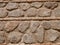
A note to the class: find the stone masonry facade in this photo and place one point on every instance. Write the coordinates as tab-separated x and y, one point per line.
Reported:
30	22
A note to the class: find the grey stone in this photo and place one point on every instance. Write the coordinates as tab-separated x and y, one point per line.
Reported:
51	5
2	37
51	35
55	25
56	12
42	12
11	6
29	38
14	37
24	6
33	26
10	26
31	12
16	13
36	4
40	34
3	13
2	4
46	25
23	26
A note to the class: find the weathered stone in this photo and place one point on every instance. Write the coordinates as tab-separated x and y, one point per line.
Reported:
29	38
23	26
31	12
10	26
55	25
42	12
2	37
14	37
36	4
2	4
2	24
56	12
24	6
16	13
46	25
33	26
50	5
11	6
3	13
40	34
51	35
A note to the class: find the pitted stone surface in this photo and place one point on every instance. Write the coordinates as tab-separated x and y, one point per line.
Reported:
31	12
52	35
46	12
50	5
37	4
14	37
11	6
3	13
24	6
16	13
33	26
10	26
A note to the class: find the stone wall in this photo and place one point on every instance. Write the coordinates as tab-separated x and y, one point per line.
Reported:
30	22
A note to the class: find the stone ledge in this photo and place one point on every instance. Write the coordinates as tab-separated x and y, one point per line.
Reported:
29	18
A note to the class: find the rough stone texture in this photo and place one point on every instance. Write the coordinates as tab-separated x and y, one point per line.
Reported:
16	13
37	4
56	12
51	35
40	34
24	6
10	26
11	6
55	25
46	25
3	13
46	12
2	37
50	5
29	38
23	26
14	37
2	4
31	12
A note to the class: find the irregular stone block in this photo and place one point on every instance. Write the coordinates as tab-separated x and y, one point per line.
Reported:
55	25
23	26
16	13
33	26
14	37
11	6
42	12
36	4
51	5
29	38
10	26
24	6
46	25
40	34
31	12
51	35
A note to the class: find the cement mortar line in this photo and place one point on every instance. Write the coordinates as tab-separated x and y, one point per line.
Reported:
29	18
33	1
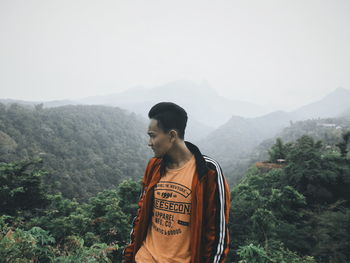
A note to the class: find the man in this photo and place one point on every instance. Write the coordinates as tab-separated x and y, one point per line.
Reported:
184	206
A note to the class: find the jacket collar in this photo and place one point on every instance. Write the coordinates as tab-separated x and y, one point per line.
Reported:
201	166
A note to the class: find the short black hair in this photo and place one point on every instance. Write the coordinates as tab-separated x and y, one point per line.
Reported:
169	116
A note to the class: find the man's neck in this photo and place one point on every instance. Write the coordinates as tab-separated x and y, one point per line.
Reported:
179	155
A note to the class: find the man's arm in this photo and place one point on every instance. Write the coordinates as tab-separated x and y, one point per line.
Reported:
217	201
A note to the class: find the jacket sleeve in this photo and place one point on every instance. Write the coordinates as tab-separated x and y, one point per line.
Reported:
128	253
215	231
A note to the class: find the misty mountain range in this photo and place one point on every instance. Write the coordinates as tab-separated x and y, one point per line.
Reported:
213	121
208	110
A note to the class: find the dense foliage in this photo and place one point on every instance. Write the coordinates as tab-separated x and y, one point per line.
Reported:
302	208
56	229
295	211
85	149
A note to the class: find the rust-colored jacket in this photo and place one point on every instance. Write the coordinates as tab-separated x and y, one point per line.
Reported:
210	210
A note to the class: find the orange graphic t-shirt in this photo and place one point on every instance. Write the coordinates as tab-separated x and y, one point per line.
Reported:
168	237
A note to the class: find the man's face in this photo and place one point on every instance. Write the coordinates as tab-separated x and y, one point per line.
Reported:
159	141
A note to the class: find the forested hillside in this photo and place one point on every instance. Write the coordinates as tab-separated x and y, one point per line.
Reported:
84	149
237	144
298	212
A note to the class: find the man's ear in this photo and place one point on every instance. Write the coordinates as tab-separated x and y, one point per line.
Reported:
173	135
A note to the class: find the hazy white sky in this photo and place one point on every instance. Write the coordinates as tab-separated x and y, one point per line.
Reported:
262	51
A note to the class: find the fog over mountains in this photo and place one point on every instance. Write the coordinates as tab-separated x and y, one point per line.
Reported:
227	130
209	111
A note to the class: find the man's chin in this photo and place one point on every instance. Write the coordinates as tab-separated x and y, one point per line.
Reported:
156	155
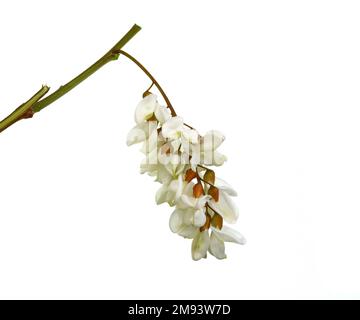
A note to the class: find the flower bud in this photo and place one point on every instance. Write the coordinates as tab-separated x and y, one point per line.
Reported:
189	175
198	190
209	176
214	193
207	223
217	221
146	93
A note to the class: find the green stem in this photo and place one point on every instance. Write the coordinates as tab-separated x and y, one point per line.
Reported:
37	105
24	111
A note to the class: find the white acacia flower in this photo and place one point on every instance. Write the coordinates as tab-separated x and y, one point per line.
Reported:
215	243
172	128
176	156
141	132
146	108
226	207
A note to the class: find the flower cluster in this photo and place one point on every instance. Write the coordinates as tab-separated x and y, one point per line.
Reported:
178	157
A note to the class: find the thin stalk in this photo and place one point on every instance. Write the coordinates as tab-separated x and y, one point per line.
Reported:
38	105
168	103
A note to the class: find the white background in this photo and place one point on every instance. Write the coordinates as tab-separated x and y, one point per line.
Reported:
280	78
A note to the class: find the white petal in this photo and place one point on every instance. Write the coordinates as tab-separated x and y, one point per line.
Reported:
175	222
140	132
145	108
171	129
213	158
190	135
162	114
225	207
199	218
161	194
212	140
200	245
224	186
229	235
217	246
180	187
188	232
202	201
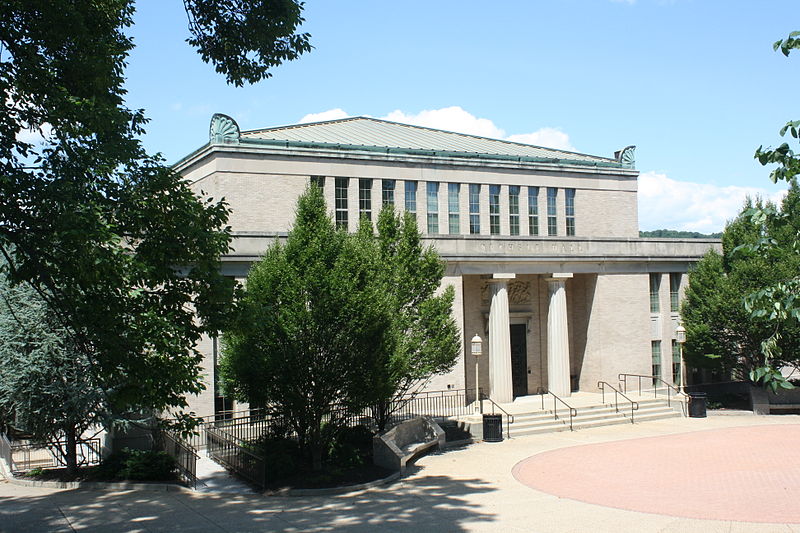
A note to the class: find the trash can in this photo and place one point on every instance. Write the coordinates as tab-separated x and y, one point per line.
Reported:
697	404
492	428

* _TASK GOAL_
Word for word, quote the full listing, omitting every picture.

* _ANSWER IN FULL_
A note to the class: find the stone masonry facade in this photo and place one point on every instance. Write the coordinates as tab-separated x and y, one point per line.
Reported:
30	22
A note to the class: find the grey stone in this photo and place one point on every instance. Write the coordinates as tab-separated x and y, one point per line.
Reported:
51	5
2	37
51	35
55	25
56	12
42	12
11	6
29	38
14	37
24	6
33	26
10	26
31	12
16	13
36	4
40	34
3	13
2	4
46	25
23	26
A note to the class: find the weathered stone in this photo and place one point on every instance. Write the coordinates as tab-separated x and y, one point per line.
Reported:
29	38
23	26
31	12
10	26
55	25
42	12
2	37
14	37
36	4
2	4
2	24
56	12
24	6
16	13
46	25
33	26
50	5
11	6
3	13
40	34
51	35
A note to the class: find the pitted stone surface in this photo and place one point on every instance. Write the coordinates as tab-separated x and y, one point per line.
Reported:
31	12
52	35
46	12
50	5
37	4
14	37
11	6
3	13
24	6
16	13
33	26
10	26
A note to the class: find the stone wall in this photo and place one point on every instance. Write the coordinates as tab-separated x and y, one point per line.
Reported:
30	22
A note to the class: find the stone ledge in this photo and place one point on every instance. Write the coordinates as tab-separated x and y, one point per line.
Reported:
29	18
A note to the class: find the rough stone texture in this photo and place one point on every instance. Write the coordinates as tab-separated x and y, one point per line.
Reported:
16	13
37	4
56	12
51	35
40	34
24	6
10	26
11	6
55	25
46	25
3	13
46	12
2	37
50	5
29	38
23	26
14	37
2	4
31	12
A note to the class: find the irregular stone block in this photo and place one point on every instance. Write the coordinates as tab-separated x and y, one point per line.
Reported:
55	25
23	26
16	13
33	26
14	37
11	6
42	12
36	4
51	5
29	38
10	26
24	6
46	25
40	34
31	12
51	35
A note to the class: find the cement mortar line in this photo and place one point on every instance. Write the coordinates as tab-separated x and y, one point per line.
Reported:
29	18
33	1
A note to the class: find the man in this photo and place one point on every instance. Write the coordinates as tab-separated x and y, one point per line.
Reported:
184	206
A note to the class: find the jacket collar in this photo and place one point on every instance. Write the coordinates as tab-separated x and y, one point per line.
Reported:
201	166
A note to the class: find the short black hair in this photo and place one point on every instance. Write the coordinates as tab-separated x and y, one point per line.
Reported:
169	116
A note to the class: find the man's neck in this photo and place one point on every instance. Write the coordinates as tab-separated x and y, one point per line.
Reported:
179	155
A note to the class: find the man's arm in this photo and place one point on every instance. Write the coordinates as tab-separated x and y, one point per line.
Reported:
217	201
A note to the class: find the jacket sleeve in this photo and place one point on every instance. Write the coordinates as tab-separated x and y, one point per line.
Reported:
128	253
215	231
A note to the class: find the misty mountain range in this photo and place one point on every instance. Write the coordinates as tab-separated x and y, one point per line.
Reported:
213	121
208	110
A note to the class: find the dense foliage in this photo and place one point on every instance. Write the coordinates as tab-separated x and y, one point per line.
Reported:
302	208
56	229
295	211
85	149
A note to the class: find the rust-colored jacket in this photo and place one point on every instance. Write the coordinates as tab-separated x and y, one point per line.
Reported:
210	210
A note to the class: find the orange graphic t-shirt in this photo and place one point on every instance. Write the coordinates as tab-separated x and y, one point per line.
Reported:
168	237
A note to the class: find the man's face in this photo and place one point on every instance. Write the coordinates as tab-separated x and y, one point per line.
Reported:
159	141
A note to the class: find the forested hillside in this photo and place one point on every instance. Write the coordinates as tab-separated x and y, one point per line.
Reported:
84	149
237	144
298	212
A note to the class: find the man's ear in this photo and place one point on every instance. Write the coordinates as tab-separated x and y, one point per line.
Reported:
173	135
A note to the class: find the hazy white sky in this photo and place one point on every instance. Write the coordinates as tab-separated x and y, one point per line.
Reported:
262	51
A note to the class: find the fog over mountains in this photo and place one point on every instance. Write the coordinates as tab-separated x and y, one point per line.
Reported:
227	130
209	111
A note to the class: find the man's chin in this photo and place one point on every instance. Write the coordinates as tab-separated x and y, one point per line.
Reported:
156	155
A note to the class: find the flower bud in this photo and place one point on every instance. Write the coordinates as tab-separated x and y, one point per line.
Reported:
189	175
198	190
209	176
214	193
207	223
217	221
146	93
A note to the class: find the green stem in this photo and place one point on every instance. Write the coordinates as tab-separated x and y, one point per line.
Reported:
37	105
24	111
A note to the class: find the white acacia flower in this photo and place one point on every instance. Write the coordinates as tab-separated x and y, one point per line.
Reported:
215	243
172	128
176	156
141	132
146	108
226	207
A note to the class: find the flower cluster in this photo and place one point on every instance. Write the coordinates as tab-separated x and y, one point per line.
Reported:
178	157
A note to the class: find the thin stalk in this photo and place one point on every instance. Write the coordinates as tab-separated x and y, one point per line.
Reported:
38	105
168	103
A note to the class: find the white background in this photo and place one point on every instance. Write the coordinates as tab-separated x and y, one point per line.
Reported:
280	78
A note to the class: find the white petal in this photo and place one point on every instance. Write the coordinates as tab-separated x and y, one point per line.
Reported:
175	222
140	132
145	108
171	129
213	158
190	135
162	114
225	207
199	218
161	194
212	140
200	245
224	186
229	235
217	246
180	187
188	232
202	201
A note to the class: find the trash can in this photo and place one point on every instance. Write the coordinates as tab-separated x and y, one point per line.
Reported:
697	404
492	428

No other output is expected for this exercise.